Dataset items
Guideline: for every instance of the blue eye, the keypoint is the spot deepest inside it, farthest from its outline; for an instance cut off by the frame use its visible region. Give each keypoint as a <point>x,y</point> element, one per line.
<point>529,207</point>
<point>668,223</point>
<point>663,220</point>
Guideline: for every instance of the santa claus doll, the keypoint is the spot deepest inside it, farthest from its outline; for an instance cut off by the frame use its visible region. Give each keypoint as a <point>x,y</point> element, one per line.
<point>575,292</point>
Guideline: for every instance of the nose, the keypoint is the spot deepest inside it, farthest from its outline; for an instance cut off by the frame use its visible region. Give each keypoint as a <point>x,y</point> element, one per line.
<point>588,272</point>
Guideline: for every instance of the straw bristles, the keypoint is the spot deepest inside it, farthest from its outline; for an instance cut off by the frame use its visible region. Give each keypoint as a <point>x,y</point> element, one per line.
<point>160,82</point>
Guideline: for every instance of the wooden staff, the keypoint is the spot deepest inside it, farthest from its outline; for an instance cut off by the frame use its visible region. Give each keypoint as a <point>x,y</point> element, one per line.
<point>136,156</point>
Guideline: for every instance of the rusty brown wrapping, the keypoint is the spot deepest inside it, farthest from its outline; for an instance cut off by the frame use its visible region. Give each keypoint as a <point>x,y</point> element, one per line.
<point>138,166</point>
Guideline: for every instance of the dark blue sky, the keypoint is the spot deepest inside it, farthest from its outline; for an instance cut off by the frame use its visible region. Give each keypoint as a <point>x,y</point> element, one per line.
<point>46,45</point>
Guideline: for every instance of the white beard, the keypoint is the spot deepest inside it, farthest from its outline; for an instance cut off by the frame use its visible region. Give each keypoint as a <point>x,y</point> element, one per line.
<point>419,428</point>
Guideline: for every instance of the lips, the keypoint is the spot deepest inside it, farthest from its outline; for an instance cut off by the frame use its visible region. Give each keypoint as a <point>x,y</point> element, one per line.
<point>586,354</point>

§ **What you should do**
Every record, start to finish: reproduce it word for word.

§ **Exercise answer**
Guideline: for every instance of the blue eye, the keypoint is the spot deepest inside it, farthest from its outline; for an instance cut off by the frame use its visible region. Give each keypoint as a <point>x,y</point> element, one per line.
<point>529,207</point>
<point>668,223</point>
<point>663,220</point>
Guideline: for every instance of the santa claus doll, the keypoint is the spot deepest inside it, farthest from its outline; for an instance cut off by the frame use its visible region. Give each keypoint as a <point>x,y</point> element, one per line.
<point>575,292</point>
Guideline: for every instance of the nose, the keypoint is the spot deepest inside it, farthest from its outline; for an instance cut off by the frame use its visible region. Give each keypoint as a <point>x,y</point> element, one per line.
<point>588,272</point>
Guideline: for every instance of the straw bristles, the keypoint is the spot deepest inside it, farthest from its outline; for an instance cut off by the frame use its visible region. Give each keypoint as a <point>x,y</point> element, one per line.
<point>160,82</point>
Guideline: for every instance of the wooden staff, the keypoint is the spot deepest inside it, farthest from its outline; for an instance cut off by the frame use its visible region. Give each keypoint as a <point>x,y</point> element, one per line.
<point>136,156</point>
Guideline: for every instance of the rusty brown wrapping, the keypoint is the spot deepest inside it, farthest from its outline; for an instance cut off by the frame use its visible region. Give each keypoint as a <point>x,y</point> element, one per line.
<point>138,166</point>
Guideline: for every instance of the dark blue sky, the keypoint is the spot deepest inside it, farthest from its outline; for an instance cut off by the frame use its visible region. Give each keypoint as a <point>x,y</point> element, one per line.
<point>46,45</point>
Guideline: for every instance of the white beard, the keypoint is the spot deepest inside it, farthest from its outline; for an instance cut off by the frame use its visible region. Give each keypoint as a <point>x,y</point> element, one per line.
<point>419,428</point>
Guideline: for every instance of the lips, the keypoint is the spot deepest inside it, farthest from its outline; for an instance cut off by the frame use its visible region. Give each keypoint as a <point>x,y</point> element, one per line.
<point>586,354</point>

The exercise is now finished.